Records from a pointing dataset
───

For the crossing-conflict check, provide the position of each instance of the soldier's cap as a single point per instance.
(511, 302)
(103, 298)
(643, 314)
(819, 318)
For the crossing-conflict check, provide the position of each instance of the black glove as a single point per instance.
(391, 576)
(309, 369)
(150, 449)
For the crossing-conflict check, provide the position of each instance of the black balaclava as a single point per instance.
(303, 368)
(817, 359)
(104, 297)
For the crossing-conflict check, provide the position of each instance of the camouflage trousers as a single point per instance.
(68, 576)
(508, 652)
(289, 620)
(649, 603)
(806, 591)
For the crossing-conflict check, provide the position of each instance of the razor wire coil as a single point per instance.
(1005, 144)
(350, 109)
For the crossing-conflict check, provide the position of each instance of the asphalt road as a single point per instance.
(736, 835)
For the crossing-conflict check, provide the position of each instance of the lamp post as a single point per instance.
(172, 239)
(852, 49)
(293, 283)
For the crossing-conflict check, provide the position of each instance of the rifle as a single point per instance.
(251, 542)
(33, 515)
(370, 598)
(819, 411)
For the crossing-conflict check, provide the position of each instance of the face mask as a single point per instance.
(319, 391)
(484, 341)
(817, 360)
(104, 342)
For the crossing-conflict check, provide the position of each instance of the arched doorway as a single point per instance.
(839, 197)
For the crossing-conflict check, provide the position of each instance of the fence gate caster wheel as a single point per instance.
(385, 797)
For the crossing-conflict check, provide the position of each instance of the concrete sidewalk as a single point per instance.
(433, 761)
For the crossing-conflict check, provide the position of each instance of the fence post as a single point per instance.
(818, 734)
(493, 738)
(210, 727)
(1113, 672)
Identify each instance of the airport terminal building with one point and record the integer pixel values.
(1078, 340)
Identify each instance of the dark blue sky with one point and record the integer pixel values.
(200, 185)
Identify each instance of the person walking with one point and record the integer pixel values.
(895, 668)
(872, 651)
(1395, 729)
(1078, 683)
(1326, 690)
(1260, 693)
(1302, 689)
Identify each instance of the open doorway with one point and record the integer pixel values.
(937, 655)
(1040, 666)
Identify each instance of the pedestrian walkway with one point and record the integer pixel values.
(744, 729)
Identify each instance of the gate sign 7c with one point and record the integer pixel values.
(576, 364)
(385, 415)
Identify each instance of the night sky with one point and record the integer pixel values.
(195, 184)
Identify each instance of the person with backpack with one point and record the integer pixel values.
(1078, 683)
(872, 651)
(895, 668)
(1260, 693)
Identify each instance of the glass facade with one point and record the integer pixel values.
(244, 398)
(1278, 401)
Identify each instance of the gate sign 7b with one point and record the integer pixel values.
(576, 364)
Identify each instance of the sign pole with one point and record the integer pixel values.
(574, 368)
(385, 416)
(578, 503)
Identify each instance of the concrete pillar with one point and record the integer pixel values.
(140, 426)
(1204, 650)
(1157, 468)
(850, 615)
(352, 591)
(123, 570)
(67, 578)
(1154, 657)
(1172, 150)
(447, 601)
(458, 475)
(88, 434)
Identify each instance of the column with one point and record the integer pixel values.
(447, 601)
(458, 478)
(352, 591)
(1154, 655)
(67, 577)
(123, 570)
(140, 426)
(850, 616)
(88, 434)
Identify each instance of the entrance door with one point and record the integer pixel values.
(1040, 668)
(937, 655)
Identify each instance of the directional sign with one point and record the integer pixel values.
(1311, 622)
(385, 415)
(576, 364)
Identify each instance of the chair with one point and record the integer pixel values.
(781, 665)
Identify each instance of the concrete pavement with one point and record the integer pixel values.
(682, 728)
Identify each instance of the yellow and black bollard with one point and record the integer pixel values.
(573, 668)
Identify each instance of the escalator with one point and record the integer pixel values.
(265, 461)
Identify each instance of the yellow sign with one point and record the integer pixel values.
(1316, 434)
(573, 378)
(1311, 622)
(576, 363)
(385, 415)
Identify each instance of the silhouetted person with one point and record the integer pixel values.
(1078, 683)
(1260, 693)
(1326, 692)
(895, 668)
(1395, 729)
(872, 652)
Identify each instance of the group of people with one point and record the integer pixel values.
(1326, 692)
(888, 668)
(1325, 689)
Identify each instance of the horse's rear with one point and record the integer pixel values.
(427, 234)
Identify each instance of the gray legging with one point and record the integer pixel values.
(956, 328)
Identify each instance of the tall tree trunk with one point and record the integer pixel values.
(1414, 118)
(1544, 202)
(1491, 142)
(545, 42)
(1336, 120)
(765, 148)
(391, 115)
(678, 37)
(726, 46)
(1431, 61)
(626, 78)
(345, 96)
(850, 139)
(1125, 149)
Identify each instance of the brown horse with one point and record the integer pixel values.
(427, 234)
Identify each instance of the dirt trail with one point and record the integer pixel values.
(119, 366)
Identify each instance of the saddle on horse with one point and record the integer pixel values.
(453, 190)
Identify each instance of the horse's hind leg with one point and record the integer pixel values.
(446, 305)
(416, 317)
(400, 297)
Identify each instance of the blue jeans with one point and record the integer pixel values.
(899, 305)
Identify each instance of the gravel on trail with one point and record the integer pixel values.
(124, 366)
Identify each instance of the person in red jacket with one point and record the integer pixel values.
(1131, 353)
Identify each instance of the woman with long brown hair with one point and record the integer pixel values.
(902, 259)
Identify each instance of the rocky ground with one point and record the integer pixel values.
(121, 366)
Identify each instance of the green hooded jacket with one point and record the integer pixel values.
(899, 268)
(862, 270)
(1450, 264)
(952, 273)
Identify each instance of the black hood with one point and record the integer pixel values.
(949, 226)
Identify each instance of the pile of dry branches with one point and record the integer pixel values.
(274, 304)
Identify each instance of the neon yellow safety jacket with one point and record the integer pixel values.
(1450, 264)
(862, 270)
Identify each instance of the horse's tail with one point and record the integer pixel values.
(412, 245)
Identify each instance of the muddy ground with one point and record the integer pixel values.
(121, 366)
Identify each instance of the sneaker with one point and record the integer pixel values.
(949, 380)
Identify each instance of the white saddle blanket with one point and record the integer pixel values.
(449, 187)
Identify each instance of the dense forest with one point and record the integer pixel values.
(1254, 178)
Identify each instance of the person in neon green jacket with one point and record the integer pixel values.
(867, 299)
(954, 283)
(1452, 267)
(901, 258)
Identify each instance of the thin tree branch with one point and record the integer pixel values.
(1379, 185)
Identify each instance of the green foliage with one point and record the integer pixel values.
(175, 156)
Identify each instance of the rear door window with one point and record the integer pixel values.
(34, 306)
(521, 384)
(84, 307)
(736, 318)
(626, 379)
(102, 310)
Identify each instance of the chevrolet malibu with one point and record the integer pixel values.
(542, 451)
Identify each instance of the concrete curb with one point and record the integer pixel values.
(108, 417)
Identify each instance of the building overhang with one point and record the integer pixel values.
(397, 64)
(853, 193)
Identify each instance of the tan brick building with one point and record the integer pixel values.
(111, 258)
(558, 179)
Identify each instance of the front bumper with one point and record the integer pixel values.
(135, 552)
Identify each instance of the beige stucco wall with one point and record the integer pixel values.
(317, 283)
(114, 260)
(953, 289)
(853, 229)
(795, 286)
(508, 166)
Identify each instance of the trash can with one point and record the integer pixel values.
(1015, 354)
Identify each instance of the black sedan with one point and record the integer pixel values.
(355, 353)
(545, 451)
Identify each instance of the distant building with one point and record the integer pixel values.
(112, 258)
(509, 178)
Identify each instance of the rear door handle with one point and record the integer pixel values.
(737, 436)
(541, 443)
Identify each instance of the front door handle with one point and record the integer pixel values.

───

EXERCISE PROMPT » Copy every line of the items above, with no changes to any wording, numbers or punctuation.

ANSWER TO THE EXERCISE »
For the crossing-conflict check, provide the position of each instance of the soldier's cap as a single point per instance.
(511, 302)
(103, 298)
(643, 314)
(819, 318)
For the crossing-conflict check, provide the position of each instance of the black glove as a single point per instance.
(391, 576)
(309, 369)
(150, 449)
For the crossing-conflict check, provide the position of each instance of the black balaclava as a single point per instance.
(303, 368)
(817, 359)
(104, 297)
For the crossing-conflict check, provide the position of each instance of the camouflage trousers as a single point per instance.
(68, 576)
(508, 652)
(289, 620)
(649, 603)
(806, 591)
For the crossing-conflict check, provide the position of each instance of the razor wire coil as a single point per instance.
(1005, 144)
(350, 109)
For the crossing-conflict check, provide the position of each instance of the asphalt road as a single point per instance.
(736, 835)
For the crossing-conflict check, provide the position of each instance of the lamp post as a single point per instance.
(172, 239)
(852, 49)
(293, 283)
For the crossing-conflict check, provide the position of each instance of the rifle as a single point per instance.
(251, 542)
(33, 515)
(370, 598)
(819, 411)
For the crossing-conflict check, provide the position of each instance of the face mask as a single point per instance.
(319, 391)
(484, 341)
(817, 360)
(104, 342)
For the crossing-conflict check, provide the position of each instance of the arched doorway as a single point per instance.
(839, 197)
For the crossing-conflict check, provide the position of each instance of the fence gate caster wheel as a single point per instance.
(385, 797)
For the crossing-conflict check, provide the position of each instance of the concrete sidewalk as a single point per instance.
(433, 761)
For the crossing-conflict check, provide the position of each instance of the fence post as a single point per instance.
(818, 734)
(493, 738)
(210, 727)
(1113, 672)
Identify each instance of the airport terminal building with one point and record the integer pixel values.
(1078, 340)
Identify each instance of the dark blue sky with one point and record the integer pixel values.
(200, 185)
Identify each instance of the person walking with one point and record the integer pixel values.
(895, 668)
(872, 651)
(1395, 729)
(1078, 683)
(1326, 690)
(1260, 693)
(1302, 689)
Identify each instance of the open doorway with one point and record the integer pixel values.
(937, 655)
(1040, 666)
Identify each instance of the pedestrian walkway with one point and record the integer pixel values.
(744, 729)
Identify each instance of the gate sign 7c with one point and record the integer pixel values.
(576, 364)
(385, 415)
Identify each instance of the night sky with one point and record the integer pixel values.
(195, 184)
Identify each instance of the person with backpack with one point and record the integer pixel values.
(1078, 683)
(872, 651)
(895, 668)
(1260, 693)
Identify each instance of the glass facade with one point and record the integer pixel values.
(244, 398)
(1278, 401)
Identify each instance of the gate sign 7b with one point and record the integer pixel values.
(576, 364)
Identify each instance of the sign pole with one point and record the integer pixel values.
(574, 368)
(385, 416)
(578, 503)
Identify each instance of the concrete pillar with one point and record the integer pixel values.
(140, 426)
(1204, 650)
(1157, 468)
(850, 615)
(352, 591)
(123, 570)
(67, 578)
(1154, 657)
(1172, 150)
(447, 601)
(458, 475)
(88, 434)
Identify each instance of the column with one point and record the integer pixel values.
(447, 601)
(458, 478)
(352, 591)
(1154, 655)
(67, 577)
(123, 570)
(140, 426)
(850, 616)
(88, 434)
Identify each instance of the entrance door with one point and record the integer pixel values.
(1040, 668)
(937, 655)
Identify each instance of the directional sign with one point and record the integer pixel values.
(1311, 622)
(385, 415)
(576, 364)
Identify each instance of the chair with one point and record the integer pixel values.
(781, 665)
Identify each instance of the concrete pavement with one point and record the integer pixel values.
(682, 728)
Identify each instance of the yellow and black bollard with one point and record the integer pixel values.
(573, 668)
Identify each instance of the escalator with one point and record the integer pixel values.
(265, 461)
Identify each instance of the yellow sign with one point and record the integer pixel values.
(1316, 434)
(573, 378)
(1311, 622)
(576, 363)
(385, 415)
Identify each instance of the silhouetted person with one point and record the integer pixel values.
(1078, 683)
(1260, 693)
(1326, 692)
(895, 668)
(1395, 729)
(872, 652)
Identify each instance of the group of people with one point and record the integer pixel values.
(1326, 692)
(888, 668)
(1325, 689)
Identify each instance of the horse's rear with one point and record the integer pixel values.
(427, 234)
Identify each instance of the gray legging with one point and record the integer pixel values.
(956, 328)
Identify each instance of the tall tree trunk with one point and record the integer pixel values.
(1414, 118)
(1544, 202)
(1491, 142)
(545, 42)
(1336, 120)
(765, 148)
(391, 115)
(678, 37)
(726, 46)
(1431, 61)
(626, 78)
(345, 96)
(850, 139)
(1125, 149)
Identify each instance of the brown horse with one point and record the integer pixel values.
(427, 234)
Identify each instance of the dirt trail with one point and record the integer pixel values.
(119, 366)
Identify each instance of the saddle on horse with one point and record the integer pixel values.
(453, 190)
Identify each instance of the horse's hind leg with one point and record the integer pixel values.
(446, 305)
(416, 317)
(400, 297)
Identify each instance of the blue jeans with one point and record the integer pixel values.
(899, 305)
Identify each instance of the gravel on trail with one point and record the integer pixel values.
(124, 366)
Identify each instance of the person in red jacket with one point and record the integer pixel values.
(1131, 353)
Identify each instance of the woman with long brown hair with one point and record the integer pixel values.
(902, 259)
Identify each instance of the rocky ground with one point and record the integer pixel values.
(121, 366)
Identify each instance of the green hooded jacket with one point and record the integer pixel values.
(899, 268)
(862, 270)
(1450, 264)
(952, 273)
Identify each instance of the black hood with one point and record the integer pixel values.
(949, 226)
Identify each instance of the pile of dry branches with one point and record the integer pixel values.
(274, 304)
Identify each instance of the neon yellow safety jacket with one point and record the integer pixel values.
(1450, 264)
(862, 270)
Identify each instance of the horse's tail with one point and record the integer pixel values.
(412, 245)
Identify each instance of the muddy ground with one point and record the integer pixel values.
(121, 366)
Identify each instance of the sneaker with one point and record the integer pixel values.
(949, 380)
Identify each instance of the white saddle blanket with one point and record the integer pixel values.
(449, 187)
Identify each instance of the dense forest with one point and record the integer pixel values.
(1254, 178)
Identify each instance of the person in neon green jacket with one point and record the integer pixel values.
(867, 299)
(954, 283)
(1452, 267)
(901, 258)
Identify each instance of the thin tree branch with one point and record the integer pixel values.
(1379, 185)
Identify each instance of the green foliage with one point and record the integer pixel values.
(175, 156)
Identify each instance of the rear door window with one point and record the integer pixel values.
(34, 306)
(521, 384)
(84, 307)
(736, 318)
(626, 379)
(102, 310)
Identify each instance of the chevrolet malibu with one point and record the integer pixel values.
(542, 451)
Identify each instance of the concrete curb with one point and record the integer pixel values.
(108, 417)
Identify each instance of the building overhang with one point and record the integer pixel values.
(397, 64)
(853, 193)
Identify each instance of the tan brick building with one point and record the integer pixel values.
(111, 258)
(558, 179)
Identify each instance of the front bumper with one point and record the integer pixel values.
(135, 552)
Identify each instance of the beige stucco wall with one point and record the integer pixel values.
(317, 283)
(114, 260)
(953, 289)
(853, 229)
(795, 286)
(508, 166)
Identify each instance of the trash can with one point and record the integer pixel values.
(1015, 354)
Identify each instance of the black sedan with one point and record the integer pixel values.
(355, 353)
(545, 451)
Identify each instance of the distant building with one point and record the integer pixel values.
(112, 258)
(509, 178)
Identify each instance of the rear door handle with one point and record the integer pixel values.
(737, 436)
(541, 443)
Identify each instance of the front door handle with one point and record the integer pixel values.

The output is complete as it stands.